> Problems
1 – Answer these questions from the text on RAID drives:
(a) How are sata drives positioned, according to the text?
(b) What does the text say fdisk will not do when creating or deleting partitions?
(c) Why does the procedure call for a blank drive?
2 – Reproduce word for word the part of the text on RAID drives running from "All bios have" down to "- currently sda,b,c).".

No MB jumpers anymore thank god.
ata and scsi have drive jumpers for drive selection master/slave or 0-7 scsi..
sata drives also, but you position them via plugging into the MB controller 1-4 or 0-3 connectors typically as you know.
Their not all on the same cable as ata and scsi.
So sata provides an improved redundancy unlike scsi, all drives on one cable, where a bad cable can
wipe out an entire raid array.
I never did think much of the one cable concept with respects to raid redundancy.
The very thing raid is suppose to overcome (drive failure) and the cable becomes the weak link in the concept.
All bios have drive boot settings, so you could boot to physical drive 2 instead of drive 0.
Something to pay attention to, else you could wipe a good drive.
Thus the advent of the Rule of thumb and there's two way's to learn that rule...the easy way or the hard way...!!
The S/N is a definitive ID with respect to system reporting.
JFYI
1. Used "sfdisk ... > out; sfdisk .../sdc < out" to create matching partions on sdc, sda.
2. did NOT do the "dd..." to wipe the MBR, DID reboot after sfdisk just to be sure (and made sure fdisk -l showed valid partions on all drives - currently sda,b,c).
3. added sdc1 and sdc2 to md1 and md2 respectively, and letting the synch run.
Even though you did all that, raid still thought there was no valid boot sector and proceeded to sync the drives to
be identical to each other.
The raid system doesn't do a delete and re-init the partitions and copies files, it does a sector read/write/verify synced between the drives thru the controller.
It's faster and less CPU intensive.
fdisk will not remove/zero the boot sector when creating/deleting partitions, where as.... dd will.
The procedure calls for a blank drive because it's better to start with a zero'd out drive to reduce possible r/w/v errors
during the sync.

> Data lines
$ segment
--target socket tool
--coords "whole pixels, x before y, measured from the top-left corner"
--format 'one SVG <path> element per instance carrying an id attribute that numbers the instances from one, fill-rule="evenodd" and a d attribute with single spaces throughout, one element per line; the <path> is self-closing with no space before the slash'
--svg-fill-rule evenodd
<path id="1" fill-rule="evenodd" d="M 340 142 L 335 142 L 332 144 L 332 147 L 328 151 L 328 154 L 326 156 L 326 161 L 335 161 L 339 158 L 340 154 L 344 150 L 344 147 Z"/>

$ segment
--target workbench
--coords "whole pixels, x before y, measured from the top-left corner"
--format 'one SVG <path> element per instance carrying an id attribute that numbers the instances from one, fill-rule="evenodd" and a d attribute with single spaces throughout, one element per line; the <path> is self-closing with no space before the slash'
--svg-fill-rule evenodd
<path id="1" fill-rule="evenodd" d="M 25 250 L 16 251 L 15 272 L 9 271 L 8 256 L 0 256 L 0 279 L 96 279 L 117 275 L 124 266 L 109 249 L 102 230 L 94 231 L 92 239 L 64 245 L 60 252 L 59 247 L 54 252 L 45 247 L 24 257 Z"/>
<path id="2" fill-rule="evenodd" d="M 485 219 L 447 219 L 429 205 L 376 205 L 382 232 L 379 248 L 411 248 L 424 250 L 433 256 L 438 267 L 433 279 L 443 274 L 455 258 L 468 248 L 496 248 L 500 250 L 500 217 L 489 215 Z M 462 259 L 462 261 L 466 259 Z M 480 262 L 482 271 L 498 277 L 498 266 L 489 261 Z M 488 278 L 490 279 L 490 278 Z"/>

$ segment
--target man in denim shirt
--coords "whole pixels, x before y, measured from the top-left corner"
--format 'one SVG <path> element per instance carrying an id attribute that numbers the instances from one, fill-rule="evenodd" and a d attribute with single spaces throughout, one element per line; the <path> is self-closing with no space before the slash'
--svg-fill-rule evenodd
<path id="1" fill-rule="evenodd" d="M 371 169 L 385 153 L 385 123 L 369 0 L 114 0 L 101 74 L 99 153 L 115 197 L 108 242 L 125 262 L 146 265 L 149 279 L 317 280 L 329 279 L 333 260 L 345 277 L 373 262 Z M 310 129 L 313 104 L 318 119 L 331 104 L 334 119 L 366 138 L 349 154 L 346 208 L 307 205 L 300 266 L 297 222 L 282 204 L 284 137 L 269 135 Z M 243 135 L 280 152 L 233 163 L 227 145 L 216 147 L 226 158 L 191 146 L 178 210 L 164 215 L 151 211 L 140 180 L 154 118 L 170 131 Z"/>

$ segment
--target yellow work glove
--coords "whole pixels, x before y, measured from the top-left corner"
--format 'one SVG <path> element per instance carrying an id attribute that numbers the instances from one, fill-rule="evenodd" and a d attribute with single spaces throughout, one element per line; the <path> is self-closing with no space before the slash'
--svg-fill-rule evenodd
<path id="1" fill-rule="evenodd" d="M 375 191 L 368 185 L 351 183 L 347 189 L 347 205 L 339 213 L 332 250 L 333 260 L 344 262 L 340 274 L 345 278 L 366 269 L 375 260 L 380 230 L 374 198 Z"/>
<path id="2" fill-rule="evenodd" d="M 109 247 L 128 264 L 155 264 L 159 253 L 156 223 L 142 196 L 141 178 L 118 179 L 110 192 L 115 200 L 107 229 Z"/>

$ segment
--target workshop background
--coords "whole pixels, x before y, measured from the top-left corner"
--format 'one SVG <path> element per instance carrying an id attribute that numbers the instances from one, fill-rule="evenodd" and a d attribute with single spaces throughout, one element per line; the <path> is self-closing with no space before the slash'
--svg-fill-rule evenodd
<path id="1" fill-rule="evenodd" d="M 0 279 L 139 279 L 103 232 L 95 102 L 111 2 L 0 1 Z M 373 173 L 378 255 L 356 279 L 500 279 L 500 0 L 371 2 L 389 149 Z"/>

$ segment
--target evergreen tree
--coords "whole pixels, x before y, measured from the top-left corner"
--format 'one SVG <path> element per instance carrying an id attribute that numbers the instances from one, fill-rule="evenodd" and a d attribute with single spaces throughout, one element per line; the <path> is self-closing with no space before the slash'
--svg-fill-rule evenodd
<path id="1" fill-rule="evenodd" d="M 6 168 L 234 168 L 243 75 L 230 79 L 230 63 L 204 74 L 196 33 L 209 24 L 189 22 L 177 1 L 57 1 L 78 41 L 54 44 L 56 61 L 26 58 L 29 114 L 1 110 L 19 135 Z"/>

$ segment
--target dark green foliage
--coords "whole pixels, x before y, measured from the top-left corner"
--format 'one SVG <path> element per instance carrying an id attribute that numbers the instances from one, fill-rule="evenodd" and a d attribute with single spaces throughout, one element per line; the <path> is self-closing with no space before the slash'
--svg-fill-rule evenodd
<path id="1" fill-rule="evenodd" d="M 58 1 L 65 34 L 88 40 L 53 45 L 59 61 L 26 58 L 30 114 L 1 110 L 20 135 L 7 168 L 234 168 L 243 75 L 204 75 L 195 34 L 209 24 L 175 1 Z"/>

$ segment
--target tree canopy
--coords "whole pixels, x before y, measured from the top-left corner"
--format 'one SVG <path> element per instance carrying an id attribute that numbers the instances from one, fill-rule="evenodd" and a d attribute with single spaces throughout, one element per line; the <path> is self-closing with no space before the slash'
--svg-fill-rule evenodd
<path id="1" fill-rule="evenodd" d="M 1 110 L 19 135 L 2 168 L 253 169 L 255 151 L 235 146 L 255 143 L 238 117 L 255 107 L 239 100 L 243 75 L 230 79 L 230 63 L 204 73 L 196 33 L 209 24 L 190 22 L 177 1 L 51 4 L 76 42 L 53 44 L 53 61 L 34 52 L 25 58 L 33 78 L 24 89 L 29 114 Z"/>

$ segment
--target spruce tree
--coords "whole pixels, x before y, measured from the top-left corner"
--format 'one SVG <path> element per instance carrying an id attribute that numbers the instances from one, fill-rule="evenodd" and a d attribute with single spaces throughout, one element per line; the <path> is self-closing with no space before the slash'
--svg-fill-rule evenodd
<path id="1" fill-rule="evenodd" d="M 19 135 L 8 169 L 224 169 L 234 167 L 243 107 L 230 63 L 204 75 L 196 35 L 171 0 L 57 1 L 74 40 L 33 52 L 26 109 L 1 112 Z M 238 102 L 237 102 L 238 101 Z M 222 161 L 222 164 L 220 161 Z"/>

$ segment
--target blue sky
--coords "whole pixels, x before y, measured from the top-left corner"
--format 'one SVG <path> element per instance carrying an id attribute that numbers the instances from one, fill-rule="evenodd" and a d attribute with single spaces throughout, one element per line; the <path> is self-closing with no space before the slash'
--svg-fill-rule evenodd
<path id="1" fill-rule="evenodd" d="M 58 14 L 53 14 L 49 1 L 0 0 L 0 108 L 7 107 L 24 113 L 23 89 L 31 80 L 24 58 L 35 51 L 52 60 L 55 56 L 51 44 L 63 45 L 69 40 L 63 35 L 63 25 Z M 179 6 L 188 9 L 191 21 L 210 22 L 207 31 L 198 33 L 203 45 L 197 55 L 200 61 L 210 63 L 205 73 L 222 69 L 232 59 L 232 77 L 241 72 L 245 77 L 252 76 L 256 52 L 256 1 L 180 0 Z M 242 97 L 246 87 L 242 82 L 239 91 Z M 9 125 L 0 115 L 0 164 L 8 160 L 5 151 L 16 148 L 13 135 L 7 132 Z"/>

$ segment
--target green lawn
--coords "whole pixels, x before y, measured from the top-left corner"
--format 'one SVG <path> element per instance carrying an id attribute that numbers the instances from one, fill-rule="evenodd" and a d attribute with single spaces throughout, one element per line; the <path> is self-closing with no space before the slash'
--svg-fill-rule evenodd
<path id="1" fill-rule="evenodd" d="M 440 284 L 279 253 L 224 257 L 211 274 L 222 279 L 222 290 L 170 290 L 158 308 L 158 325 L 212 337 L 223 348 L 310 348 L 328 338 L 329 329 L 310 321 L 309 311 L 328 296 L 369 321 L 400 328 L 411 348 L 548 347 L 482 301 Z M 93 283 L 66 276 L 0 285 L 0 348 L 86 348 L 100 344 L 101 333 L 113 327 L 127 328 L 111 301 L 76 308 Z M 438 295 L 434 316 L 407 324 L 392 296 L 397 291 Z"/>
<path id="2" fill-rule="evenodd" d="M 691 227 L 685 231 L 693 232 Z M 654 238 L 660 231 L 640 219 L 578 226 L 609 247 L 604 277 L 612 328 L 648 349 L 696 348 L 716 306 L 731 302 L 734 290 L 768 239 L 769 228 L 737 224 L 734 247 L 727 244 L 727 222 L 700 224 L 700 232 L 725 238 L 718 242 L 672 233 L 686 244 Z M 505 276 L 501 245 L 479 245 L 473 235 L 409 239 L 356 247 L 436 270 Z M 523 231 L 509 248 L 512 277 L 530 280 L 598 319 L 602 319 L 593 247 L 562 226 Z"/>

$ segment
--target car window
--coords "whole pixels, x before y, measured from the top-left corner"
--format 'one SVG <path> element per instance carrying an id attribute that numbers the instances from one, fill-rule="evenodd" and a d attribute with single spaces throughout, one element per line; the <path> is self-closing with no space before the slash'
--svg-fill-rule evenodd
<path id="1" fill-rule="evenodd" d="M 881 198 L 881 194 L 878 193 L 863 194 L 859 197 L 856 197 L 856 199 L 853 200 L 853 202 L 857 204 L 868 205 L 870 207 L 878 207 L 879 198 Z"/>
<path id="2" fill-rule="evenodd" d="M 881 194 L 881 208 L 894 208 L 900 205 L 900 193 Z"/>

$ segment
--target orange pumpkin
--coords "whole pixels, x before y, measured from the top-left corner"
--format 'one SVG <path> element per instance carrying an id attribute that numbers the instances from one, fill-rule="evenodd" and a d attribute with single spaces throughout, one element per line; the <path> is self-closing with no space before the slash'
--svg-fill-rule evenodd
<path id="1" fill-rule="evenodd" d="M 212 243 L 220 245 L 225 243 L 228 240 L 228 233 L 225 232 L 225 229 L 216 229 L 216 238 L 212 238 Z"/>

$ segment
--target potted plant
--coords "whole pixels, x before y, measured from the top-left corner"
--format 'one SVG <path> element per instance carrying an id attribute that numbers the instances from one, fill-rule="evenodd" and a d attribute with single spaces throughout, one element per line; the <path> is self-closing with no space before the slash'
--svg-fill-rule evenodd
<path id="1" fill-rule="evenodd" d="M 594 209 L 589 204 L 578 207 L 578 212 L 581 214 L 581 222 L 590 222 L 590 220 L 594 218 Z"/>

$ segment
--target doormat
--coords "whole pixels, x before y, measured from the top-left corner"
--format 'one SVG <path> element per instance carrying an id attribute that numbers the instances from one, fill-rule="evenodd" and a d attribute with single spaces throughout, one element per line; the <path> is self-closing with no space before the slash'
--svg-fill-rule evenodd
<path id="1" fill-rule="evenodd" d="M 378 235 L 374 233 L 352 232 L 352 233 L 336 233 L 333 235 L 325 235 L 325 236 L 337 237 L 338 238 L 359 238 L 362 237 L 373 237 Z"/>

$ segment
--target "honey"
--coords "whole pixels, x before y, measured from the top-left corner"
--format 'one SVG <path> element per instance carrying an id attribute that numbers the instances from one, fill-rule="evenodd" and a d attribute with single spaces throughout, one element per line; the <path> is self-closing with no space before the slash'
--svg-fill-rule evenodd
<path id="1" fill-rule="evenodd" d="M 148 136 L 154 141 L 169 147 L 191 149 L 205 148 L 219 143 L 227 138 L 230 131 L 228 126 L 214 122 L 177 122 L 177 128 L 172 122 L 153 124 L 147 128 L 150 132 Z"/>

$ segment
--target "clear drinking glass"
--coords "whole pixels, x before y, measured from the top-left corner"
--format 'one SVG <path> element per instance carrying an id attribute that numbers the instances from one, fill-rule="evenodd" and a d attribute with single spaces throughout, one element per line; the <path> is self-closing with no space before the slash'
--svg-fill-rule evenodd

> Answers to the exercise
1 –
(a) By plugging them into the MB controller connectors, typically numbered 1-4 or 0-3.
(b) It will not remove or zero the boot sector.
(c) It is better to start with a zeroed-out drive to reduce possible r/w/v errors during the sync.

2 –
All bios have drive boot settings, so you could boot to physical drive 2 instead of drive 0.
Something to pay attention to, else you could wipe a good drive.
Thus the advent of the Rule of thumb and there's two way's to learn that rule...the easy way or the hard way...!!
The S/N is a definitive ID with respect to system reporting.
JFYI
1. Used "sfdisk ... > out; sfdisk .../sdc < out" to create matching partions on sdc, sda.
2. did NOT do the "dd..." to wipe the MBR, DID reboot after sfdisk just to be sure (and made sure fdisk -l showed valid partions on all drives - currently sda,b,c).